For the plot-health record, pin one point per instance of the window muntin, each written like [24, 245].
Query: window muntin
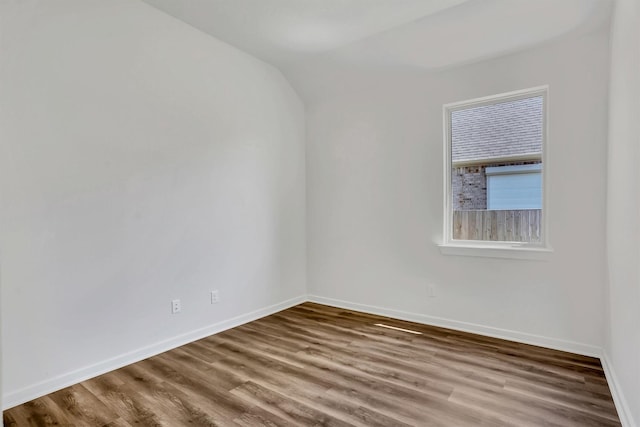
[494, 183]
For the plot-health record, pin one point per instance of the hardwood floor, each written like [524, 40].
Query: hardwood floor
[314, 365]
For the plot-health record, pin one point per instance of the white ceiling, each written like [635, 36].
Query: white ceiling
[420, 33]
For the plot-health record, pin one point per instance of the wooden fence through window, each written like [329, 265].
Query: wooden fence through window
[498, 225]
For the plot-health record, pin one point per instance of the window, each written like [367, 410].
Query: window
[494, 171]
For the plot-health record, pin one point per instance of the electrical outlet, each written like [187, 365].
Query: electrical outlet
[176, 307]
[215, 297]
[431, 291]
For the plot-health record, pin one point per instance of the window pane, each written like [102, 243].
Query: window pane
[496, 180]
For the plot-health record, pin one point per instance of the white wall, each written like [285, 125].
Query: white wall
[141, 161]
[374, 196]
[623, 213]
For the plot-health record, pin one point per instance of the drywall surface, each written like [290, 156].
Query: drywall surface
[623, 208]
[375, 196]
[141, 161]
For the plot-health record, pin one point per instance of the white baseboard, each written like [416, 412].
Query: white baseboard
[553, 343]
[624, 413]
[45, 387]
[70, 378]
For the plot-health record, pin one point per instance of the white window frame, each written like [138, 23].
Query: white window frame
[486, 248]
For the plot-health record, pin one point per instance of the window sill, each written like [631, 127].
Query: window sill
[468, 248]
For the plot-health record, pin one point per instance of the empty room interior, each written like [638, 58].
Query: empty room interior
[320, 212]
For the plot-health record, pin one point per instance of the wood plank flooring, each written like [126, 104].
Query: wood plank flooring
[313, 365]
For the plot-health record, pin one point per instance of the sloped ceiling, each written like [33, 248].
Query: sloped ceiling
[429, 34]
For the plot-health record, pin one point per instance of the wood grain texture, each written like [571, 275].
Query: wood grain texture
[313, 365]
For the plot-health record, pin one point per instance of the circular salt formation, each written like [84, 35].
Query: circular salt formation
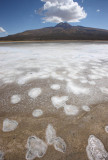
[9, 125]
[86, 108]
[55, 86]
[37, 113]
[35, 92]
[59, 144]
[15, 99]
[50, 134]
[35, 148]
[59, 102]
[71, 110]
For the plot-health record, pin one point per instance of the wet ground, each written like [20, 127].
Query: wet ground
[81, 72]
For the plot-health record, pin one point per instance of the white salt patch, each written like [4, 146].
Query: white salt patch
[59, 144]
[9, 125]
[104, 90]
[84, 81]
[15, 99]
[50, 134]
[59, 102]
[92, 82]
[71, 87]
[106, 129]
[86, 108]
[71, 110]
[51, 139]
[1, 155]
[26, 78]
[34, 93]
[35, 148]
[37, 113]
[95, 149]
[55, 86]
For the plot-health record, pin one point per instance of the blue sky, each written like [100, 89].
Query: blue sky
[19, 15]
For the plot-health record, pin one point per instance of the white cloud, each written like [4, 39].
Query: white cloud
[62, 11]
[98, 10]
[2, 30]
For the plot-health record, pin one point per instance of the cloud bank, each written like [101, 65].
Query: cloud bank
[2, 30]
[62, 11]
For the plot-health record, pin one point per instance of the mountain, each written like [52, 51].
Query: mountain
[62, 31]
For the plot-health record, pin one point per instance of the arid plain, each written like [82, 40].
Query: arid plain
[57, 92]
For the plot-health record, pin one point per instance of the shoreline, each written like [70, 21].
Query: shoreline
[54, 41]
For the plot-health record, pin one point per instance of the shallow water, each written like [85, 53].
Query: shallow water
[67, 81]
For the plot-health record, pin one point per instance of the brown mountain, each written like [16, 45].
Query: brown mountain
[62, 31]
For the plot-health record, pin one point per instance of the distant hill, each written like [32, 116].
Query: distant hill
[62, 31]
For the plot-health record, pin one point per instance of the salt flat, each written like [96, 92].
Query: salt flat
[66, 84]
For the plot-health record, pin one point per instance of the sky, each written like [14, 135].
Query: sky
[20, 15]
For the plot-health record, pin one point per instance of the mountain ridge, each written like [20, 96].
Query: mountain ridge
[62, 31]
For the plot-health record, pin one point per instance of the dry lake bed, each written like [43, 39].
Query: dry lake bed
[54, 101]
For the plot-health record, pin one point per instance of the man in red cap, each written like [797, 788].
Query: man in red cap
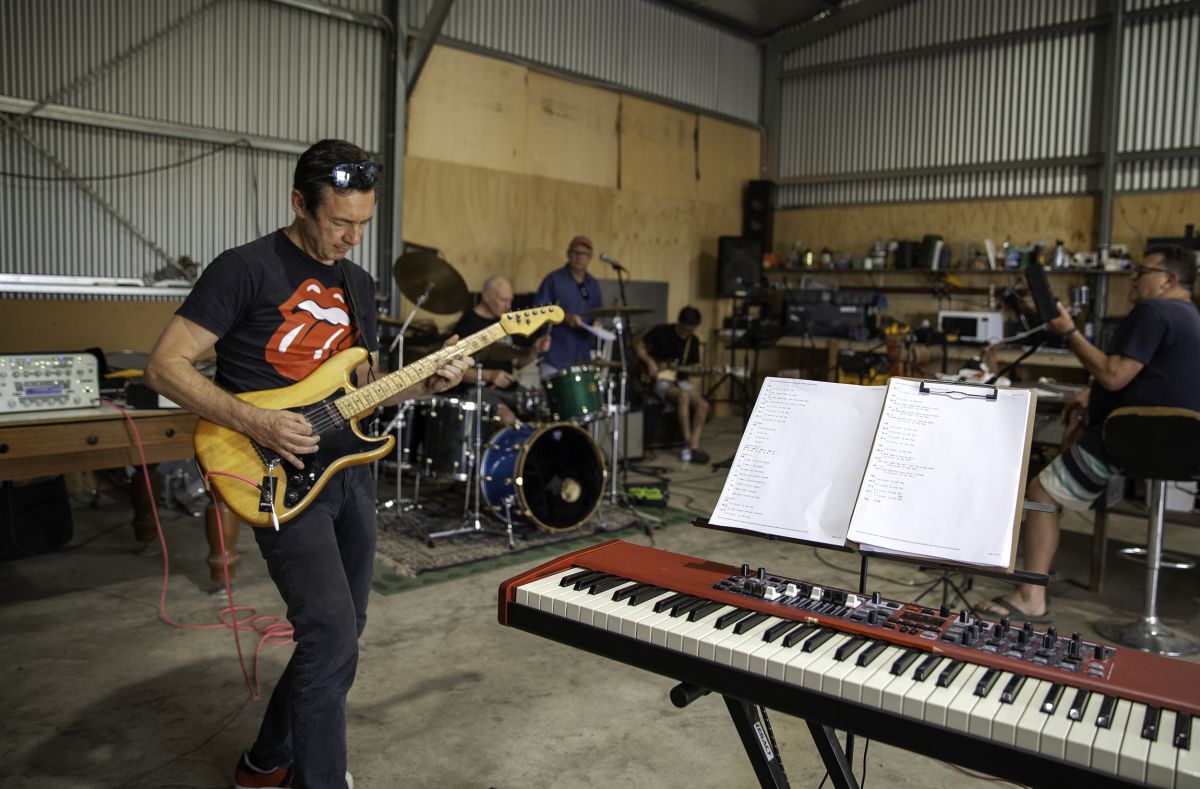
[576, 291]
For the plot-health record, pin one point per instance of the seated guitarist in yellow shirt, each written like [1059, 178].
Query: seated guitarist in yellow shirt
[663, 351]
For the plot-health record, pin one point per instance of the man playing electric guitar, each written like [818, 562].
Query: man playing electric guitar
[676, 344]
[275, 309]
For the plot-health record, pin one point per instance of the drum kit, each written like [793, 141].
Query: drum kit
[546, 471]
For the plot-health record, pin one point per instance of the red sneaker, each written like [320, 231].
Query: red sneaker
[247, 777]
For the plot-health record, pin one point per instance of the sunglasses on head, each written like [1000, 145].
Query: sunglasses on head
[361, 176]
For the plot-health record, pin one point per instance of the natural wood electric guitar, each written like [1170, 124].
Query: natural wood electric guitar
[333, 405]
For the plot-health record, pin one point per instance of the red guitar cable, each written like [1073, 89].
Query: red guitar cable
[271, 630]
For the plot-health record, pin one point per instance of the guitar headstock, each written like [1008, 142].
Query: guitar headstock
[526, 321]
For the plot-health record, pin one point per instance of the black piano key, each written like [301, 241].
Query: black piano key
[775, 631]
[817, 639]
[1054, 696]
[1108, 709]
[868, 655]
[707, 609]
[949, 673]
[849, 648]
[983, 687]
[688, 606]
[577, 576]
[798, 634]
[1182, 738]
[625, 591]
[1075, 711]
[663, 604]
[725, 620]
[901, 663]
[646, 595]
[747, 624]
[927, 667]
[589, 579]
[1150, 723]
[1014, 686]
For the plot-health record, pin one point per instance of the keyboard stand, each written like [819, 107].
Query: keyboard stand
[759, 740]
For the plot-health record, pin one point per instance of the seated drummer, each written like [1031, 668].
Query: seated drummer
[669, 345]
[499, 384]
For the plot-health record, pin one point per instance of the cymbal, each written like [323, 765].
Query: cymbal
[612, 312]
[420, 272]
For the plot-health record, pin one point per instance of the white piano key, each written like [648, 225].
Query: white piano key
[875, 685]
[1029, 728]
[1161, 759]
[739, 654]
[793, 670]
[1053, 740]
[1003, 727]
[1134, 747]
[915, 700]
[1083, 733]
[1187, 762]
[1107, 745]
[725, 650]
[833, 682]
[899, 687]
[814, 672]
[940, 700]
[987, 708]
[547, 582]
[676, 636]
[853, 685]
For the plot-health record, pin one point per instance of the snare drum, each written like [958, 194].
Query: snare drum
[444, 433]
[574, 395]
[552, 476]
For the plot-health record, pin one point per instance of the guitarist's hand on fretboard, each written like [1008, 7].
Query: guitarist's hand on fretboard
[286, 432]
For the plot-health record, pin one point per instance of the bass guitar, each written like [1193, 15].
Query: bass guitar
[333, 405]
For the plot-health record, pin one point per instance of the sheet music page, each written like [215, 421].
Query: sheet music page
[797, 469]
[943, 476]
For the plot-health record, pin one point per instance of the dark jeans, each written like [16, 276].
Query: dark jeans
[321, 561]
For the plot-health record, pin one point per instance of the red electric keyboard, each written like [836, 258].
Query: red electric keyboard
[951, 686]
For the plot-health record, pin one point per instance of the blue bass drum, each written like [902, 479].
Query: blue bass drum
[551, 476]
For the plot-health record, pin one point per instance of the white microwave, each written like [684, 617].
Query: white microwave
[971, 326]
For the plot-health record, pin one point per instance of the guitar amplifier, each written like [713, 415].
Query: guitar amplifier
[48, 381]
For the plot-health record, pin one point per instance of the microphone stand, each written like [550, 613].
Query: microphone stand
[399, 422]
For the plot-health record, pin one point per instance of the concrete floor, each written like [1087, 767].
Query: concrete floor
[99, 692]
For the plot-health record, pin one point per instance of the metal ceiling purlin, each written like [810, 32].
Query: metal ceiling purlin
[958, 92]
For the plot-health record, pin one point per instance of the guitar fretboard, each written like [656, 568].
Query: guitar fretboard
[366, 398]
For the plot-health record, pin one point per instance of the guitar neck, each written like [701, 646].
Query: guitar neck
[369, 397]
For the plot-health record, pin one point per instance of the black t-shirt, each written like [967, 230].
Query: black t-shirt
[664, 343]
[1164, 335]
[279, 313]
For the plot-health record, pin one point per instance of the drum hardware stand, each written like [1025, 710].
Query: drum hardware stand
[474, 474]
[399, 423]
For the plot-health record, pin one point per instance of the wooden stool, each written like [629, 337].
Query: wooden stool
[1159, 445]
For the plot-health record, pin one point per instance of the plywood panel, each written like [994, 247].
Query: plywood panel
[54, 325]
[1137, 217]
[469, 109]
[658, 238]
[851, 229]
[658, 149]
[730, 155]
[571, 131]
[473, 215]
[553, 214]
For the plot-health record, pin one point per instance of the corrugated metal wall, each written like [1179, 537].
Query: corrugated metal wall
[205, 73]
[640, 46]
[982, 98]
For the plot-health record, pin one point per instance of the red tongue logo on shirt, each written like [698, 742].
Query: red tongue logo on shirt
[316, 325]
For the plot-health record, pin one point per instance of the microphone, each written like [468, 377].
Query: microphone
[615, 264]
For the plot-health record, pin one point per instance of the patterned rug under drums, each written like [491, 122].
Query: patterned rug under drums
[406, 548]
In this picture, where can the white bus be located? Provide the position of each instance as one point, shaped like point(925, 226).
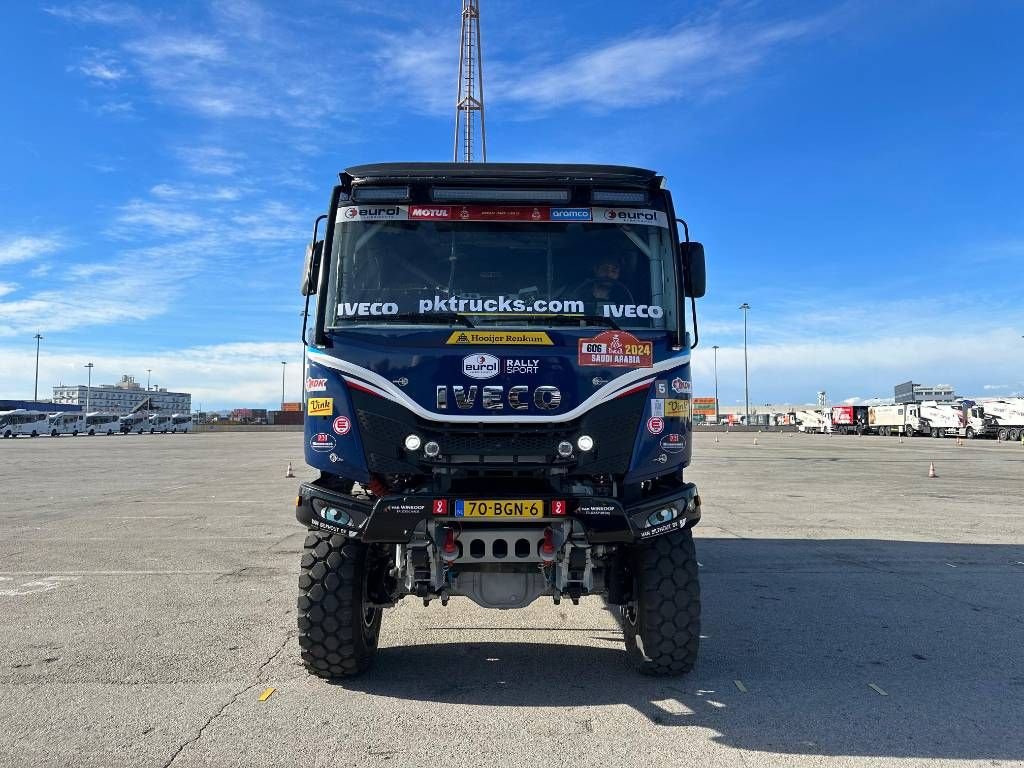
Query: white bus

- What you will do -
Rewrite every line of the material from the line containing "like [491, 122]." through the end of the material, requests included, leaving out the pictures. Scale each point coordinate in the answers by 0.3 and round it to the nearest whole number, with halves rounding up.

- Answer in full -
For the plot-health record, pin one point per instance of the patterned rug under drums, each written like [491, 122].
Query: patterned rug under drums
[122, 164]
In this picture, where can the white bus be located? Provide the position of each instance as one point, shaped like point(925, 226).
Query: white bus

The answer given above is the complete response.